-- Short exercise --
Please extend the article below on Iraq's two rival spy agencies, picking up right after its final sentence.

## Start Page extract

[lbo-talk] LAT: Iraq's battling Shiite and Sunni spy agencies

Michael Pollak mpollak at panix.com
Mon Apr 16 01:35:21 PDT 2007


[So the "official" Iraqi intelligence agency is fully CIA funded and staffed with ex-Baathists? I can't imagine why the Shiites wouldn't trust that. Which of course doesn't make their own operation any less scary in its own distinctively mob rule way.]

[The details of this story also cast an interesting light on various recent stories, among them: the seizure of Iranian diplomats in Kurdish territory; and the recently released Iranian diplomat who said he was captured by Iraqi intelligence and tortured by the CIA. And it sheds even more light on the otherwise inexplicable periodic government seizures of leading Sunni and Shiite figures that seem to designed to provoke and scuttle, but to be motivated by opposite points of view -- they are, and they're done by different, diametrically opposed agencies.]

http://www.latimes.com/news/nationworld/world/la-fg-intel15apr15,0,3066724.story?coll=la-home-headlines

April 15, 2007 Los Angeles Times

THE CONFLICT IN IRAQ: A 'SHADOW' INTELLIGENCE AGENCY

Divided Iraq has two spy agencies

Shiite officials wary of the CIA-funded, Sunni-led official

intelligence service have set up a parallel organization.

By Ned Parker

Times Staff Writer

BAGHDAD -- Suspicious of Iraq's CIA-funded national intelligence

agency, members of the Iraqi government have erected a "shadow" secret

service that critics say is driven by a Shiite Muslim agenda and has

left the country with dueling spy agencies.

The minister of state for national security, a Shiite named Sherwan

Waili, has built a spy service boasting an estimated 1,200 intelligence

agents out of a second-tier ministry with a minimal staff and meager

budget, Western officials say.

## End Page extract
## Start Data block

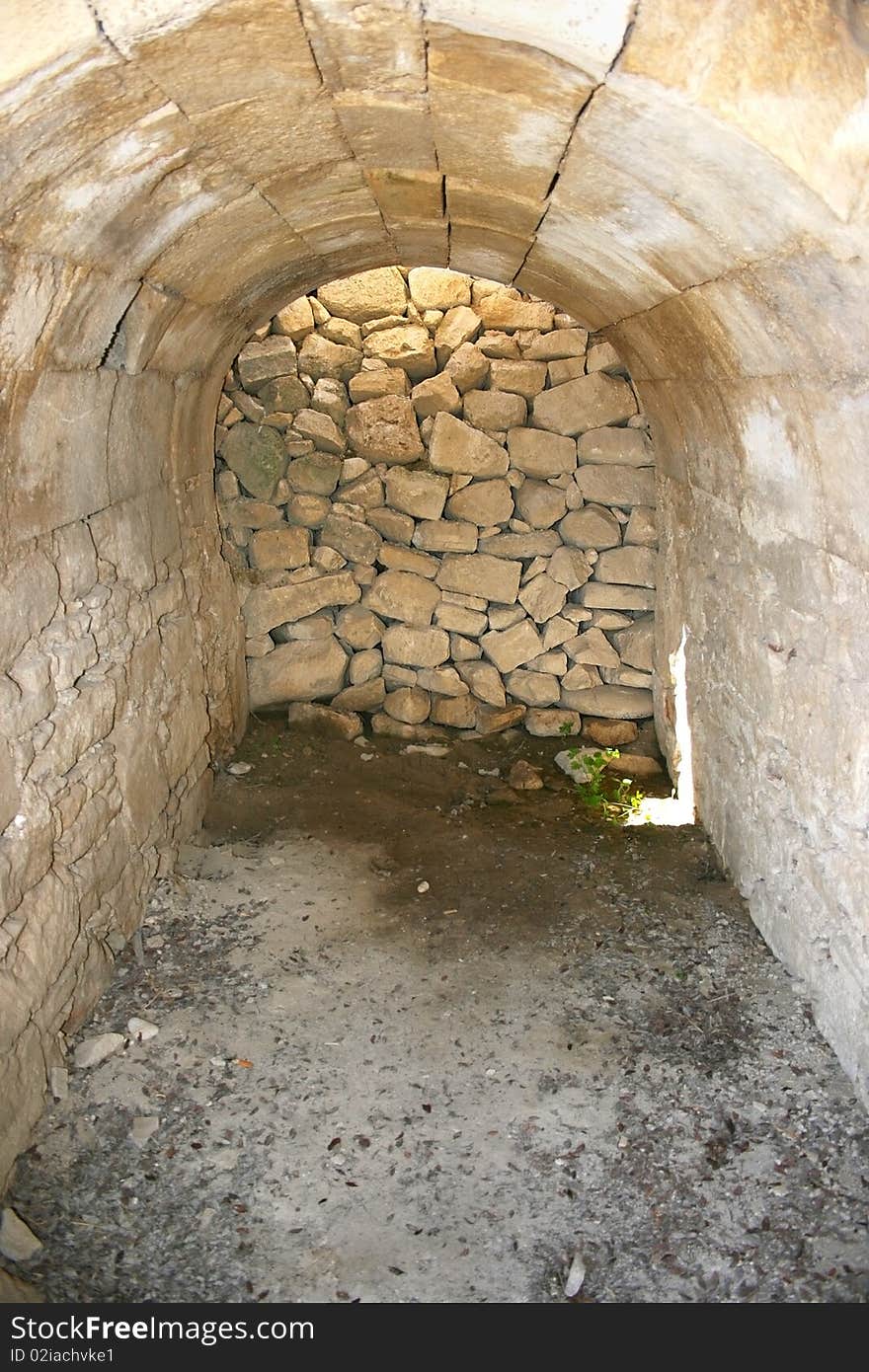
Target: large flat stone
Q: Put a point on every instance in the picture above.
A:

## End Data block

-- Reply to the exercise --
"He has representatives in every province," a Western diplomat said,

speaking on condition of anonymity. "At the moment, it's a slightly

shady parallel organization."

Shiite officials say the minister is providing information on Al Qaeda

and former members of Saddam Hussein's Baath Party that isn't being

supplied by the Iraqi National Intelligence Service, or INIS, Iraq's

primary spy service.

The INIS was established in the spring of 2004 by the U.S.-led

provisional authority and has been under the command of Gen. Mohammed

Shahwani, a Sunni Arab involved in a CIA-backed coup plot against

Hussein a decade ago. For the last three years, the agency has been

funded by the CIA, U.S. military and Iraqi officials say.

The service reports directly to Prime Minister Nouri Maliki, a Shiite

Muslim, but coreligionists in his government distrust the agency, which

has agents from the Hussein era. For most of 2005 and the first part of

2006, Shahwani said, he was banned from Cabinet meetings.

"The general feeling is that the intelligence service is not

functioning or conducting its work in the proper way," said deputy

parliament speaker Khalid Attiya, a Shiite.

The two spy agencies risk becoming open partisans in Iraq's civil war

if vying political parties do not reach an agreement on how to rule the

country, one analyst warned.

"If no critical compromise is reached, the security services are going

to fall apart on ethnic, sectarian and party lines," said Joost

Hiltermann, Middle East director of the International Crisis Group. "It

will be a failed state situation like Somalia."

From its conception, Shahwani's agency has antagonized Iraq's new

Shiite elite. In September 2004, his men arrested at least 50 members

of a Shiite party in southern Iraq called Hezbollah -- which is not

linked to the Lebanese group of that name -- and detained them for

several months. In the same period, Shahwani accused one of the

country's main Shiite political parties, the Supreme Council for

Islamic Revolution in Iraq, of being on Iran's payroll and blamed its

militia for the deaths of 10 of his agents.

The Shiite drive to create the parallel secret service can be traced to

the spring of 2005, when the United States, mindful of Shiite

politicians' close ties to Iran, fended off then-Prime Minister Ibrahim

Jafari's effort to take charge of the INIS.

U.S. backing

The U.S. had invested heavily in creating a strong spy service and

trusted Shahwani, who has been a crucial asset to the Americans since

the fall of Hussein's regime. Shahwani, who owns a home in the U.S.,

provided them access to old army officers, and formed an Iraqi special

forces unit, called the "Shahwanis," that fought in the November 2004

battle to retake Fallouja from Sunni Arab insurgents.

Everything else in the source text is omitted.